*Data for analysis*.
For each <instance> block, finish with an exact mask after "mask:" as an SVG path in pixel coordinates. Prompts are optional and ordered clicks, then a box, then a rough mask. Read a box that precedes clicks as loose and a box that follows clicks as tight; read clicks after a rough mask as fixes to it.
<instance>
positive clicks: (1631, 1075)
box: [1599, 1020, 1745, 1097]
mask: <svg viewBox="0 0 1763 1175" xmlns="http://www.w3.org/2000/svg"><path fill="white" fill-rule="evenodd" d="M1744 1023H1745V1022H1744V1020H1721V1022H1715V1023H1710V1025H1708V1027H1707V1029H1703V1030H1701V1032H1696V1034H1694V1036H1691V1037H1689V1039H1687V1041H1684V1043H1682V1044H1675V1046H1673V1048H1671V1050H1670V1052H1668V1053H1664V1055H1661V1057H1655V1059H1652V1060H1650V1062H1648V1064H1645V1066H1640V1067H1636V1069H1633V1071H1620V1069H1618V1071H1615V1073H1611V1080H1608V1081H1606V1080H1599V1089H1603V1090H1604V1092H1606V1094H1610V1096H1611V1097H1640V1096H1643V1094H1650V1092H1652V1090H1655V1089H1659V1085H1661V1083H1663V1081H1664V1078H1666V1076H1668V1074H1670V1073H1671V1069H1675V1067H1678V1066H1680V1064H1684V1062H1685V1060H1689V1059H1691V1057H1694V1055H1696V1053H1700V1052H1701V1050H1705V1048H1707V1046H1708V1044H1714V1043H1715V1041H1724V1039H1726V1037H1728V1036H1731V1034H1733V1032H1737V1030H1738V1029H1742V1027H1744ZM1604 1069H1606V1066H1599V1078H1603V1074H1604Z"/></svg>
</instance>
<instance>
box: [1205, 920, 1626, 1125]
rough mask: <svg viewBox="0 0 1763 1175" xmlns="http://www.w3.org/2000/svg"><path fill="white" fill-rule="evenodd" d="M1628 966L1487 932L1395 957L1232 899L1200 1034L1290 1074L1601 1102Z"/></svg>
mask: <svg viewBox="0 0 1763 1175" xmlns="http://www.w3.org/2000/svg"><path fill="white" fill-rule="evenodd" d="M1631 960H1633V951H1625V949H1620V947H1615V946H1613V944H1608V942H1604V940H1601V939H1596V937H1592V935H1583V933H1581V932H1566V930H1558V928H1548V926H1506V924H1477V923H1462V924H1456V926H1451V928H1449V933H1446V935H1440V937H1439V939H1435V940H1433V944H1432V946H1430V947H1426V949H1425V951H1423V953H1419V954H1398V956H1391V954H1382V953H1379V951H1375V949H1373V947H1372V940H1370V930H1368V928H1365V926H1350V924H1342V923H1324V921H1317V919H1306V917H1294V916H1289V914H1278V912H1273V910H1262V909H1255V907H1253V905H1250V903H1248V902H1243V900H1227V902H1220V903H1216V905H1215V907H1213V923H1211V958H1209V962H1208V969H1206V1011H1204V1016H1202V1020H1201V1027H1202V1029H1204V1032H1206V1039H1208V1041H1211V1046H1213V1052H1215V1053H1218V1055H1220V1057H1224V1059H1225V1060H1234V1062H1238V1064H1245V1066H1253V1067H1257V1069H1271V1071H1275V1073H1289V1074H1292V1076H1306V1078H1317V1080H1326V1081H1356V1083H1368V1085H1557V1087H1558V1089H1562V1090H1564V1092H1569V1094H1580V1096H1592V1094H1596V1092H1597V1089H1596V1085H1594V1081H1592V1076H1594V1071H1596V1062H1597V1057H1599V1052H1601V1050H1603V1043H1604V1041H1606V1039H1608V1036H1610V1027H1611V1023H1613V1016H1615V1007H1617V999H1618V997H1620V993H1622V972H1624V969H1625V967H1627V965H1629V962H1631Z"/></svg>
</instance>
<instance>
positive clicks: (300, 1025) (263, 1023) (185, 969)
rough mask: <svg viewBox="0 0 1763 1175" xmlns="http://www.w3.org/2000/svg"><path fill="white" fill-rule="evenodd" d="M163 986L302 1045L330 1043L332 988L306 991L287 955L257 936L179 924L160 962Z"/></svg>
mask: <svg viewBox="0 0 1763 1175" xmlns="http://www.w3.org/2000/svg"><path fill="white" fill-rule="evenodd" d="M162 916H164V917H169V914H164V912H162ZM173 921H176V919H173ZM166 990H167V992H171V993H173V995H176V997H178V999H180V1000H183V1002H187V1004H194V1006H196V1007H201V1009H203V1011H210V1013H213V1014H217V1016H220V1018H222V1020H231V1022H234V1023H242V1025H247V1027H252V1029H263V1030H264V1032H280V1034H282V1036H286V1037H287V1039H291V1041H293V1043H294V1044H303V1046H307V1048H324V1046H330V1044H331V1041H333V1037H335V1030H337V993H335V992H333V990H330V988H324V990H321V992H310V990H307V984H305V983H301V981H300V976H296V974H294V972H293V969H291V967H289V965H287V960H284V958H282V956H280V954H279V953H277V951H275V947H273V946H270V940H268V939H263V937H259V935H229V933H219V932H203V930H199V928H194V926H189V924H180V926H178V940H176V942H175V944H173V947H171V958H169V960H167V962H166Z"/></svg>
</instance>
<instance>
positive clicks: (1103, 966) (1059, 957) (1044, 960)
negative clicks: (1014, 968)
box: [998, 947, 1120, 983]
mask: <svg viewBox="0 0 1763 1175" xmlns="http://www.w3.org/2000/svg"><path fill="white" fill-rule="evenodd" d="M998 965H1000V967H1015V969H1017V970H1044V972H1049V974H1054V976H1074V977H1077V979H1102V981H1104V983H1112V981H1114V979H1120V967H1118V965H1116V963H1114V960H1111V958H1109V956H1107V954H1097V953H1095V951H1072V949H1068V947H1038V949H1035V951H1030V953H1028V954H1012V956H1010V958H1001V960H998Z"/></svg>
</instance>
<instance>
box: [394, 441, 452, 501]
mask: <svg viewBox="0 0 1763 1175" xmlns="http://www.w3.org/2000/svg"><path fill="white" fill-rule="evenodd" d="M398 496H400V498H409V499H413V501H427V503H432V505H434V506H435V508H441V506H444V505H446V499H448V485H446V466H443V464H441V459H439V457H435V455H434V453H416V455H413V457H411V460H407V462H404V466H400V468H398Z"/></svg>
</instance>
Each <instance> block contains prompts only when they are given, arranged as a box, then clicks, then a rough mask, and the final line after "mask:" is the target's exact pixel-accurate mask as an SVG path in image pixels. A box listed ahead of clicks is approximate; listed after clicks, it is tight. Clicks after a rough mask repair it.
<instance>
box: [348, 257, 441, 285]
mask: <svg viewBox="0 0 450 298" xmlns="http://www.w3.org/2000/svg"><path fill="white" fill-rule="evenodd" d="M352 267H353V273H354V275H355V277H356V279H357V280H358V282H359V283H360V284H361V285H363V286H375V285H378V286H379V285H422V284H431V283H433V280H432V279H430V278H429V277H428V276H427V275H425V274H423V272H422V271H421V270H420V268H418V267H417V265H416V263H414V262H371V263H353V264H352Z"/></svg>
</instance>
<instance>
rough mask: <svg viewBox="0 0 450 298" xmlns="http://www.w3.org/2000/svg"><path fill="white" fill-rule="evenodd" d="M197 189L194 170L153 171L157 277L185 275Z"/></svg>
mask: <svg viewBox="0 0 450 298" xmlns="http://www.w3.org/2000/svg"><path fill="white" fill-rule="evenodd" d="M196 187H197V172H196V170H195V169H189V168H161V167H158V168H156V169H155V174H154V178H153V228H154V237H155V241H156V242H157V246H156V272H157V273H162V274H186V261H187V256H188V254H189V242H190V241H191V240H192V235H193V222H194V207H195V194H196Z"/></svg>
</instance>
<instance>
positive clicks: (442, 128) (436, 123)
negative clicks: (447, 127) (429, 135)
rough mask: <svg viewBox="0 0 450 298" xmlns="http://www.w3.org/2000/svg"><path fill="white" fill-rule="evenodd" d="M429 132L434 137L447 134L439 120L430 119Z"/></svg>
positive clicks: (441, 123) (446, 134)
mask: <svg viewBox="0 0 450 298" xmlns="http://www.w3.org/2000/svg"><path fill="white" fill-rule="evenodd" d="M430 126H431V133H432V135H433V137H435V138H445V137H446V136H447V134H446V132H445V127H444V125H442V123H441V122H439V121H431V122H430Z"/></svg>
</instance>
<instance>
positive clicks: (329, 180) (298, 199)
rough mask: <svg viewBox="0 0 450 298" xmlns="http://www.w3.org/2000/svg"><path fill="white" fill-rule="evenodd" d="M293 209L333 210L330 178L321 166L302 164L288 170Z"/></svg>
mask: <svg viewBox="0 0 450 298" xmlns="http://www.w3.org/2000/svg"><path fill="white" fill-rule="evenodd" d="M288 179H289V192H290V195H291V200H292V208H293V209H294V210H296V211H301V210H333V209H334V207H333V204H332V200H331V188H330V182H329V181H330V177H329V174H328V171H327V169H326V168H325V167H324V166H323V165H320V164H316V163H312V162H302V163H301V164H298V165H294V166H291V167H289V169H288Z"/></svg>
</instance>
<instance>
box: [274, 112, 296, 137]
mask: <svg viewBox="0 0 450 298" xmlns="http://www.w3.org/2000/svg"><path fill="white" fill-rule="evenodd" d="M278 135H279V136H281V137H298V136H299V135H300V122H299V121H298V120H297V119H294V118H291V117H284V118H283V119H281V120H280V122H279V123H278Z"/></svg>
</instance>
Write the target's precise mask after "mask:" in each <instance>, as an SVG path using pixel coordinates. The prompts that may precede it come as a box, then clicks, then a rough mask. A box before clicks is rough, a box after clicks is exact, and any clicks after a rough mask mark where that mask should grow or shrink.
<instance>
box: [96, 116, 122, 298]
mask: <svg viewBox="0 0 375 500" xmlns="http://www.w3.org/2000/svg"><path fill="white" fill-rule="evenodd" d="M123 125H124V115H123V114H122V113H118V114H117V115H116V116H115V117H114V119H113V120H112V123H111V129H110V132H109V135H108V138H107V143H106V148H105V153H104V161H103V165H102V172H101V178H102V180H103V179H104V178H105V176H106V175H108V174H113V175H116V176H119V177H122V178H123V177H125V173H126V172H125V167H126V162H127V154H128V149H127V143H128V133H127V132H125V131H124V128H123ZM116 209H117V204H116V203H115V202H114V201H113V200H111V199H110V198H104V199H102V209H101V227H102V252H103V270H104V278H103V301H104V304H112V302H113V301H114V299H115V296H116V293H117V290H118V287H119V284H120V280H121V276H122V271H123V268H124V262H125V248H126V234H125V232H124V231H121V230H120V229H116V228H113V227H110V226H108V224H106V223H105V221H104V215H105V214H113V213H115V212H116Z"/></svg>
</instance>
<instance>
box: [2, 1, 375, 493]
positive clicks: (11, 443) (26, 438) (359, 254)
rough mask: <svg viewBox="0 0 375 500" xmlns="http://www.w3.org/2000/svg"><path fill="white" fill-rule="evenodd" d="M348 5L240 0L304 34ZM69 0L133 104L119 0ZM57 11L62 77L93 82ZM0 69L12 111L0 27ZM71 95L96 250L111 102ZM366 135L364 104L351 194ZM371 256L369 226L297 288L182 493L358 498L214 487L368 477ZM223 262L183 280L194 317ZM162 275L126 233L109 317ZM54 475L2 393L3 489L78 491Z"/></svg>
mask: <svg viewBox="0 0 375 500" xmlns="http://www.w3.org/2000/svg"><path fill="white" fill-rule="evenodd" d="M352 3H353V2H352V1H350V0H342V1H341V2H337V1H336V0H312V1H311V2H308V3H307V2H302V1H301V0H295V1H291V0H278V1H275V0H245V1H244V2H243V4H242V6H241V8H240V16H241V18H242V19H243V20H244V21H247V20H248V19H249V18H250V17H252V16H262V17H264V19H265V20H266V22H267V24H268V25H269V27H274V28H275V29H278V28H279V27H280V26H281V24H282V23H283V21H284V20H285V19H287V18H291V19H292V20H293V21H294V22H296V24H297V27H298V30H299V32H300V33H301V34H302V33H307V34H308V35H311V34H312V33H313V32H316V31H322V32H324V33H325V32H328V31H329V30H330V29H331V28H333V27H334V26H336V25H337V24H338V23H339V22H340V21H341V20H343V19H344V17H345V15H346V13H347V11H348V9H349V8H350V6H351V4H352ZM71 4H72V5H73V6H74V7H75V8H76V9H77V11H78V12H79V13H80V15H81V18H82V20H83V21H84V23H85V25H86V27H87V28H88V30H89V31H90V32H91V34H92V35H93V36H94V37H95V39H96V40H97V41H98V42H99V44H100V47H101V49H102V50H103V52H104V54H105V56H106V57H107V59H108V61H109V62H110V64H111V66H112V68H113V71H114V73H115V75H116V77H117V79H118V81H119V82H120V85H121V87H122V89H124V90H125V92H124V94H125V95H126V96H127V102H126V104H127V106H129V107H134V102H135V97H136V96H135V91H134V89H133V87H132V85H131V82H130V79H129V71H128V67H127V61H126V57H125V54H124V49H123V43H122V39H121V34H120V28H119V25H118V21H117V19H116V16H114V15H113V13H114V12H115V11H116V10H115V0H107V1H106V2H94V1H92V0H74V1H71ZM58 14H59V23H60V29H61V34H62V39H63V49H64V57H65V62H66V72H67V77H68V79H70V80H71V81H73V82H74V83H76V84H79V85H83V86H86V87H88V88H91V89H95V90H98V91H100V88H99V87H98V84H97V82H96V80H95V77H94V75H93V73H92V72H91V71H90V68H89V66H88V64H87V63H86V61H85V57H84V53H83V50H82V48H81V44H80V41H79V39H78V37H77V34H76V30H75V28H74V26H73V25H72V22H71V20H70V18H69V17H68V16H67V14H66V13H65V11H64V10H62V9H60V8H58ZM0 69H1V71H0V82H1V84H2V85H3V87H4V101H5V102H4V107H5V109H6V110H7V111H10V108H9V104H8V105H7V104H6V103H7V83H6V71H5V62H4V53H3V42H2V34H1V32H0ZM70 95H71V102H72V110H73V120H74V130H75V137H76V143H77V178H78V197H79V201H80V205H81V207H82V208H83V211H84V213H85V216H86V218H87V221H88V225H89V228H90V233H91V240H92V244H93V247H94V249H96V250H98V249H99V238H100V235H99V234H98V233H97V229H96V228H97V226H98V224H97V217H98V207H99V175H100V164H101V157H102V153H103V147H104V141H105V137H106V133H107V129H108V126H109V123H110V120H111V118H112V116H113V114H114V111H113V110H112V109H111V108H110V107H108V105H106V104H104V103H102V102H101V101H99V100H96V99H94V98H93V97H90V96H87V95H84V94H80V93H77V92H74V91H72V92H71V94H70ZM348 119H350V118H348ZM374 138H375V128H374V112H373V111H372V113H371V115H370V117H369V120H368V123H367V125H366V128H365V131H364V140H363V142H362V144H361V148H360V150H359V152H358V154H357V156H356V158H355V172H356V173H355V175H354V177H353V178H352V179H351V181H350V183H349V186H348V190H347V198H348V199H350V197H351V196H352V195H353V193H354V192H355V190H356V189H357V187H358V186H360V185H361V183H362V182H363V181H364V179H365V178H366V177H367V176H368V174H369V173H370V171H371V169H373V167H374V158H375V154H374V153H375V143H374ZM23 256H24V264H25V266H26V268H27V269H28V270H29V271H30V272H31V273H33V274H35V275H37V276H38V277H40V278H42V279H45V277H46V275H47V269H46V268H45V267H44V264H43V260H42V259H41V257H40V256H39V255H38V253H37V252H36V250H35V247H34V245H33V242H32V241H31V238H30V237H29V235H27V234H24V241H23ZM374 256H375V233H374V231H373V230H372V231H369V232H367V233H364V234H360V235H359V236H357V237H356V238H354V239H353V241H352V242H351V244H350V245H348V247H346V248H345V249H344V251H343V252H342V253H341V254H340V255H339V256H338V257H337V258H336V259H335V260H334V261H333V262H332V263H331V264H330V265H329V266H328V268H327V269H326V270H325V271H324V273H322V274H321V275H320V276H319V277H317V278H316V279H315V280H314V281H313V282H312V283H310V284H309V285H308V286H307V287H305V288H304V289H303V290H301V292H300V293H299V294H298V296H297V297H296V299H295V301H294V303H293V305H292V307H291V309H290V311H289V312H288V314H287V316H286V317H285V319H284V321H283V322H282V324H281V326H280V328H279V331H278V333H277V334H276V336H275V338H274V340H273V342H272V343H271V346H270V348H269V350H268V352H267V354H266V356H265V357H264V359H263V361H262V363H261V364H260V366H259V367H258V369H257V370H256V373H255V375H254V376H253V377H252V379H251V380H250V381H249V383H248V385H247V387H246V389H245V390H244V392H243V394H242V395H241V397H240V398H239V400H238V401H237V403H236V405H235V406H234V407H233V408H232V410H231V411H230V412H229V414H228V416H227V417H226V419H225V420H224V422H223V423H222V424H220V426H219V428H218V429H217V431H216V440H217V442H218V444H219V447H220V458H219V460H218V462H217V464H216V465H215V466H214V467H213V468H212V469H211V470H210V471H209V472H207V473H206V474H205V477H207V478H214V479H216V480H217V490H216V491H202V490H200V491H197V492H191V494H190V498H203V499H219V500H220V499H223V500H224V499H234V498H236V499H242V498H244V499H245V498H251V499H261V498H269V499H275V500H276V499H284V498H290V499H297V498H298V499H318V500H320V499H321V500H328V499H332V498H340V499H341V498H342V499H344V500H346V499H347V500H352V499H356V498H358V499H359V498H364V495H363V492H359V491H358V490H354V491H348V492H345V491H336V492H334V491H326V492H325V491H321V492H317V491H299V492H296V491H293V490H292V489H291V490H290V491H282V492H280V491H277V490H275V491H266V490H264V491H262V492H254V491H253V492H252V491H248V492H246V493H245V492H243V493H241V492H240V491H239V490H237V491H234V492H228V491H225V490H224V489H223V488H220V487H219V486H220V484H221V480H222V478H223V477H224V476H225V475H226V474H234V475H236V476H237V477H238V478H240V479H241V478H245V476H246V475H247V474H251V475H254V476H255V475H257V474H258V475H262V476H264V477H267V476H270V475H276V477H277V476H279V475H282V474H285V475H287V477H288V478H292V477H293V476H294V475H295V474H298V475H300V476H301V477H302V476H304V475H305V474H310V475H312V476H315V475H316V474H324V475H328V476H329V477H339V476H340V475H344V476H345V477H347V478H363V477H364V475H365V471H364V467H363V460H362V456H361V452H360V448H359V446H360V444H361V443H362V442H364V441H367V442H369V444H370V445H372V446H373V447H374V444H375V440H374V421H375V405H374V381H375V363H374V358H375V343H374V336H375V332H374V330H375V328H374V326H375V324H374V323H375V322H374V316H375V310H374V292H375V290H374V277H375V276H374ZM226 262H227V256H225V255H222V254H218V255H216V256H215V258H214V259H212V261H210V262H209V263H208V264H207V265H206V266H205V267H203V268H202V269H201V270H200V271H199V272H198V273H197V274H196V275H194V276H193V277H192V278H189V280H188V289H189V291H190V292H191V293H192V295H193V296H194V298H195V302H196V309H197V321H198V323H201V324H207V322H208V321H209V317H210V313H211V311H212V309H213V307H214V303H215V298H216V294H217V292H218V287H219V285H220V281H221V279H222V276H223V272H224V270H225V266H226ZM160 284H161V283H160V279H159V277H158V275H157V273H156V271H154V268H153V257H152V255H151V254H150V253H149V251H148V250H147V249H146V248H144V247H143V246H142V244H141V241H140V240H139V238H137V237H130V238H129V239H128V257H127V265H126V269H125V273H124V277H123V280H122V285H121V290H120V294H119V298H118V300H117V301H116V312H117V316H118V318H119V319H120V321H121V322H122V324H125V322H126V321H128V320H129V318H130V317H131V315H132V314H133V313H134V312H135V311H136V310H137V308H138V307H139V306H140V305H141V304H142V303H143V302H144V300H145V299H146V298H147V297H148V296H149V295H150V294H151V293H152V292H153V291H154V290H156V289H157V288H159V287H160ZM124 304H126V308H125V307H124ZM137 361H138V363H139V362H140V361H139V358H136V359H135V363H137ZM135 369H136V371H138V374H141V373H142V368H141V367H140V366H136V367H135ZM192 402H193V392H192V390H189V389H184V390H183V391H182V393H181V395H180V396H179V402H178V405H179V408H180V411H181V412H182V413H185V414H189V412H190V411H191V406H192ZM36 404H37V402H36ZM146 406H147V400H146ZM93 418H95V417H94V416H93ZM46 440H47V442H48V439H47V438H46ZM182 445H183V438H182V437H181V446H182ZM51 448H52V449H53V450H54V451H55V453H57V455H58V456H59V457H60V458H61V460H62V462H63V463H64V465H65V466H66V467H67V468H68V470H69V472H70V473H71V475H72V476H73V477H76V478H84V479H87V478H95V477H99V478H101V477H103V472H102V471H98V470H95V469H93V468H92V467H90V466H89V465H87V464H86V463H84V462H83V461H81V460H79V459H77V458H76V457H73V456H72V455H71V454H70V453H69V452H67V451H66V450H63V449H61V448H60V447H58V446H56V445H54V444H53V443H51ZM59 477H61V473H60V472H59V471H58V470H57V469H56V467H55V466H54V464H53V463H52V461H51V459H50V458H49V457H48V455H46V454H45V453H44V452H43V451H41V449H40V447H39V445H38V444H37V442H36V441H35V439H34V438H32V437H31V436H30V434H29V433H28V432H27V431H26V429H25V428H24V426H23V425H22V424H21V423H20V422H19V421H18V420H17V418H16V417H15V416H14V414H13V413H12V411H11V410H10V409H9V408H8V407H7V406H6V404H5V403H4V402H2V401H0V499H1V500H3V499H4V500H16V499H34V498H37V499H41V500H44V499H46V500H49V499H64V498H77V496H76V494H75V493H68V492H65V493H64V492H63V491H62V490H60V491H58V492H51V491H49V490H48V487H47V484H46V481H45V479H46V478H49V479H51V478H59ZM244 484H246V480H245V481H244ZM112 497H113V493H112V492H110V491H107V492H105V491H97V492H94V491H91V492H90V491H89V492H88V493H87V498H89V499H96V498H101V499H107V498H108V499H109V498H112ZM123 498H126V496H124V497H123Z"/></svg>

*Instructions to follow*.
Return the entries above unchanged, starting at the first line and stopping after the line with "positive clicks: (1631, 1075)".

*Problem solution*.
For each <instance> block, finish with an exact mask after "mask:" as an SVG path in pixel coordinates. Prompts are optional and ordered clicks, then a box, then a rough mask. Read a box that precedes clicks as loose and a box that follows clicks as tight; read clicks after a rough mask as fixes to it.
<instance>
positive clicks: (1631, 1075)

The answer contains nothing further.